• **What the task asks**
Repeat, word for word, the part of the post on Hezbollah, Hamas, and heresy starting with "Look at it this" and going on through "Hezbollah and Hamas.".
(Passage provided Opens)
Saturday, July 29, 2006

Hezbollah, Hamas, & Heresy

The worst sin that any Jew can commit is to say something nice about an enemy. To most Jews, even those who begrudgingly admit that “Arabs are people, too”, become insanely irrational when Israel is under attack which, by the way, is always. The rhetoric goes something like “Israel is always right. Arabs are always wrong. If you dare think different, then you are either grossly misinformed or a self-hating Jew.” Now I fully understand that sentiment, having shared it for the first three decades of my life.

Nothing brings out the fanatic in a Jewish person like Israel. In disagreement with religious rites and doctrines, one will always find one or two other Jews, perhaps conservative, reformed, or non-practicing, that share skepticism of god, faith, and the common assumptions of Jewish history. Yet, when it comes to criticizing Israel or an admission of common understanding with those who continually assail her existence, I have yet to find any Jew who doesn’t take serious umbrage with my opinions. Israel is something that unites all Jews and all Jews, and even those who opposed a Zionist nation in 1948, now have come to love and cherish the Jewish Homeland. Well, so do I.

My support for Israel does not mean, however, that “my country, right or wrong”, and that no matter what policies Israel follows I will always blindly acquiesce. That sort of thinking is not possible for me. Along the same lines, I will not disparage my enemy simply because he is my stated enemy. I know he dislikes me. I know he does not share my ideals. I know he wishes to cause great bodily harm and insult to my people. Yet, I have a hard time imagining this enemy to be so one-dimensional as to not have some life outside of hating Israel. In fact, it may be that life he wishes to have or that he does have and feels it threatened by the west that he fights for! (That his fears are irrational or otherwise is not my concern here.)

Let me speak my heresy now: “The Hezbollah and Hamas fighters (call them terrorists if you wish), whether you associate with their cause, or not, are, indeed, very brave men and women.”

What? How could I say this in earnest? Have I gone completely mad? (That’s arguable.)

Look at it this way. It’s not 1948 anymore. Israel is not some tiny little fledgling state striving to merely exist. Israel has proven time and time again that no matter what the threat to her security, Israel will be successful in defending herself and inflicting serious hurt on those who dare confront her legitimate right to be. Israel, with the backing of the United States, is the dominating super-power in the Middle East. We have the brains, the machinery, the finances, and the sheer will to overcome because without any of those things, Israel would soon cease to exist. We are, by far, militarily superior to any Arab nation or group of nations, not to mention groups like Hezbollah and Hamas.
(Passage provided Closes)
(Data for review Opens)
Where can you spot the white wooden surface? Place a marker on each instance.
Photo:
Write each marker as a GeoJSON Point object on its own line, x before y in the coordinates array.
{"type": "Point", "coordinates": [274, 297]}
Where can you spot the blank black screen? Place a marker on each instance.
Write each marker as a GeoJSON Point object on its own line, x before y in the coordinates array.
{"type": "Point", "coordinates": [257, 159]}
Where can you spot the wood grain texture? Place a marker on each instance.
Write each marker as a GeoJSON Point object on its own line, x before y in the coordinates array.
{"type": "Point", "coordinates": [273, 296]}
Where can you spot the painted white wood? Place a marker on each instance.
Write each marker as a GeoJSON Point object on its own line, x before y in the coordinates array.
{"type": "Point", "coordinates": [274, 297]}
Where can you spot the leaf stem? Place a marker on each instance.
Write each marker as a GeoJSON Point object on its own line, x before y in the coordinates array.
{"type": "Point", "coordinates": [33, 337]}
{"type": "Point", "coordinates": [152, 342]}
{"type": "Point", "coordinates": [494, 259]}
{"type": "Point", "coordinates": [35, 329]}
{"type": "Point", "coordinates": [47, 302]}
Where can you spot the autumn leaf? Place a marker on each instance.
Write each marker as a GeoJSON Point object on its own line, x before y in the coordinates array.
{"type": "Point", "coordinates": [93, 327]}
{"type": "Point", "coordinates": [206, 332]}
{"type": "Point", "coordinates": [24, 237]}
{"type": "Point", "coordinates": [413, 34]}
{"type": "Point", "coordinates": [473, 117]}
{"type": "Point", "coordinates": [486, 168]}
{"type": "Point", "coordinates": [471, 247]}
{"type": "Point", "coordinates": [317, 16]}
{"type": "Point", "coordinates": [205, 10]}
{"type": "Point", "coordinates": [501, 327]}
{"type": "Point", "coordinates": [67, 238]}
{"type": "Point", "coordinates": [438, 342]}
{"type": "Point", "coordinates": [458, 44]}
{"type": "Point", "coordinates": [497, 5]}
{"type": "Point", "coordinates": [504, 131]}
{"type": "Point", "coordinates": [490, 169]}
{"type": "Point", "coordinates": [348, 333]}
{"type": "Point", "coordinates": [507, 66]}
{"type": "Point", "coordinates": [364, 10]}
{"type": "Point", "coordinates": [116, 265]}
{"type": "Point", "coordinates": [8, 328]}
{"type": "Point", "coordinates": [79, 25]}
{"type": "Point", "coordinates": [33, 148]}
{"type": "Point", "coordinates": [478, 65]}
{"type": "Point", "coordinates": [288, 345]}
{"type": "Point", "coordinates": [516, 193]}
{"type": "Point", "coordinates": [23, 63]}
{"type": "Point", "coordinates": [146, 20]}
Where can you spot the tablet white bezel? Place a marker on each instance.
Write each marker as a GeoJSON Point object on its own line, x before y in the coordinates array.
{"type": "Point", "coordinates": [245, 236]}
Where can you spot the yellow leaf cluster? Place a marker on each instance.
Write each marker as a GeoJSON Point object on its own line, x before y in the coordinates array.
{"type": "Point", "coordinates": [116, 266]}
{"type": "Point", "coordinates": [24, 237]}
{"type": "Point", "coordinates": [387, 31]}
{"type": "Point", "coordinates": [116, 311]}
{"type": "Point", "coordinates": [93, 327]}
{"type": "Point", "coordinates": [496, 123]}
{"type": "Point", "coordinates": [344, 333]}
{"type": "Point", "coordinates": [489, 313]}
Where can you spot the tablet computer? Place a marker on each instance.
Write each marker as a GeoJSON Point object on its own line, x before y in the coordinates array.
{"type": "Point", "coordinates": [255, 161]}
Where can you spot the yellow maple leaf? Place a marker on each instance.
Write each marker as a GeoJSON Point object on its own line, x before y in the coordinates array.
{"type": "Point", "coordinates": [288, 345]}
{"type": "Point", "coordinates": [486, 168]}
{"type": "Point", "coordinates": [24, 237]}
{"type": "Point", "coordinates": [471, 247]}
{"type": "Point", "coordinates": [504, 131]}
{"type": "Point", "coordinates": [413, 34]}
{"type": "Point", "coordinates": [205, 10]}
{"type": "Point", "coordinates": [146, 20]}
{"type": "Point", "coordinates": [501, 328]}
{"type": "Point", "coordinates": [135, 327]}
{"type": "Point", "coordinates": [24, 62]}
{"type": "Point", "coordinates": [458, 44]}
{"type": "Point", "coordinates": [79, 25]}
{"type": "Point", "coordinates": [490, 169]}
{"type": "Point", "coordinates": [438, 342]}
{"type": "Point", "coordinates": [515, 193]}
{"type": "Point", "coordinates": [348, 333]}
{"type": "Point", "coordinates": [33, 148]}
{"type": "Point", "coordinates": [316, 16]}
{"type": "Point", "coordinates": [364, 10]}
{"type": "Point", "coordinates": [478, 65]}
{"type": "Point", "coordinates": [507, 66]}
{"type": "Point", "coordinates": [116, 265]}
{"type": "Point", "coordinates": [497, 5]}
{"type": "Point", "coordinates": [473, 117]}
(Data for review Closes)
• **Completed task**
Look at it this way. It’s not 1948 anymore. Israel is not some tiny little fledgling state striving to merely exist. Israel has proven time and time again that no matter what the threat to her security, Israel will be successful in defending herself and inflicting serious hurt on those who dare confront her legitimate right to be. Israel, with the backing of the United States, is the dominating super-power in the Middle East. We have the brains, the machinery, the finances, and the sheer will to overcome because without any of those things, Israel would soon cease to exist. We are, by far, militarily superior to any Arab nation or group of nations, not to mention groups like Hezbollah and Hamas.